Word for word, return every record that follows.
*** Opening of Excerpted records ***
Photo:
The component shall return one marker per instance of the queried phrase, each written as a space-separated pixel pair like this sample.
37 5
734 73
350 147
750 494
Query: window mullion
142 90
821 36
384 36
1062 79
*** Close of Excerpted records ***
• **Answer area**:
Photo:
The component shall return one marker per instance of the queried phrase, each written as a space-separated pixel pair like this sample.
37 5
734 73
350 147
750 494
Query: window mullion
142 90
821 36
384 36
1062 79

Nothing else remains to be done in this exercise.